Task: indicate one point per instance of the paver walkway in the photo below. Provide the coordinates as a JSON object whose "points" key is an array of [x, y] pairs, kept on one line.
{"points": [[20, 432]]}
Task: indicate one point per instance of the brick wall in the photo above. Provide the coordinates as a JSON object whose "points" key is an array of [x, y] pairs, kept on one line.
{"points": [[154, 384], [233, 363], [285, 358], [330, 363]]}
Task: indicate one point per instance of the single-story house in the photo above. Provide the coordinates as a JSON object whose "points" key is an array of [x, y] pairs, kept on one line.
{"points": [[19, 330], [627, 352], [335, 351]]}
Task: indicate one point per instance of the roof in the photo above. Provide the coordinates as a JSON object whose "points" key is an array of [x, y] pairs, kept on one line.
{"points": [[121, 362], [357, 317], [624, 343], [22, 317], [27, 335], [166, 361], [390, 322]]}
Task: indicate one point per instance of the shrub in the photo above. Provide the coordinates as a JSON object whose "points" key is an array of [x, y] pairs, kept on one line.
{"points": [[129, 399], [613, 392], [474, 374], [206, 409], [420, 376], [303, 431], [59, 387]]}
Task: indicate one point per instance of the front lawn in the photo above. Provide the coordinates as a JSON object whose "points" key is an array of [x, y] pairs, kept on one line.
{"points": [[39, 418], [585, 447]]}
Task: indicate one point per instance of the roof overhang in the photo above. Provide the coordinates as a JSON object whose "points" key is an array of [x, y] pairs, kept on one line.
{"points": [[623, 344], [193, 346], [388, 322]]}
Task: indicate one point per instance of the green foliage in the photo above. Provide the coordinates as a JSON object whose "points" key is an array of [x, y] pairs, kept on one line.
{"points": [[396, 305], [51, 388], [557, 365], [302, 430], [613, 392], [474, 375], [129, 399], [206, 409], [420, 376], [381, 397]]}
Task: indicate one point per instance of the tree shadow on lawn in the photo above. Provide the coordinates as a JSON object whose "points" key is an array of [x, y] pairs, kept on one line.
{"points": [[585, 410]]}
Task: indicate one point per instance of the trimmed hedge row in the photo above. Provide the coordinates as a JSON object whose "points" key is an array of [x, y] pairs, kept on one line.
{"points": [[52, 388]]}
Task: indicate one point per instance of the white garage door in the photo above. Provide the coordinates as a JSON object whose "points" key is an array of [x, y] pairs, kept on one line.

What you have to do:
The full set of data above must come back exactly as written.

Solution:
Task: indicate one point per instance of the paver walkway in the photo below. Provide the coordinates as a JSON object whose "points" key is an array of [x, y] pairs, kept on one line.
{"points": [[20, 432]]}
Task: indicate one point per instance of the brick wall in the photo above. Provide the coordinates as a JSON object whose "points" key is an array of [x, y] pairs, kept on one line.
{"points": [[154, 384], [233, 363], [285, 358], [330, 363]]}
Task: indicate one point per instance of the single-story house in the photo above. Provide the coordinates as a JSON object whose "points" key is an array of [x, y] pairs, kept on one line.
{"points": [[19, 330], [627, 352], [335, 351]]}
Task: indicate one point per instance of the roof in the photo above. Provide the coordinates as a JSON object whose "points" key is an array of [x, y] pairs, kept on one line.
{"points": [[121, 362], [357, 317], [624, 343], [22, 317], [27, 335], [166, 361], [390, 322]]}
Task: indicate one point per instance of the shrub in the photo above. Provide the coordinates as a JSON object whose "points" key is an array of [x, y] pairs, kept on one line.
{"points": [[129, 399], [613, 392], [474, 374], [206, 409], [420, 376], [303, 431], [59, 387]]}
Task: indicate one point per instance of the front lawn in the photo above. Provide the coordinates as a JSON object whose "points" key is an array of [x, y] pairs, kept on one line.
{"points": [[39, 418], [585, 447]]}
Task: indicate one point per instance of the roof overhang in the photo above. Provide the coordinates as a JSON object whose "points" key is an array of [x, y] pairs, kept on one line.
{"points": [[623, 344], [193, 346], [388, 322]]}
Task: indicate one point per instance of the green foliage in the photo above. Provide the coordinates as a JSON object whose "points" key is an array of [x, y] pairs, kept on one line.
{"points": [[396, 305], [51, 388], [557, 365], [302, 430], [613, 392], [474, 375], [129, 399], [206, 409], [420, 376], [381, 397]]}
Task: indicate one point per instance of the tree shadow on lawn in the photo above. Provide the coordinates as a JSON object whose "points" key is an array of [x, y] pairs, kept on one line.
{"points": [[585, 410]]}
Task: indicate one point per instance of the trimmed hedge row in the photo above. Provide the coordinates as a JSON object whose "points" key is an array of [x, y] pairs, kept on one line.
{"points": [[52, 388]]}
Task: indicate one point per instance of the white garage door in the photo above. Provide the coordinates as a JSON object whose "points" key is an array of [x, y] pairs, kept on one line.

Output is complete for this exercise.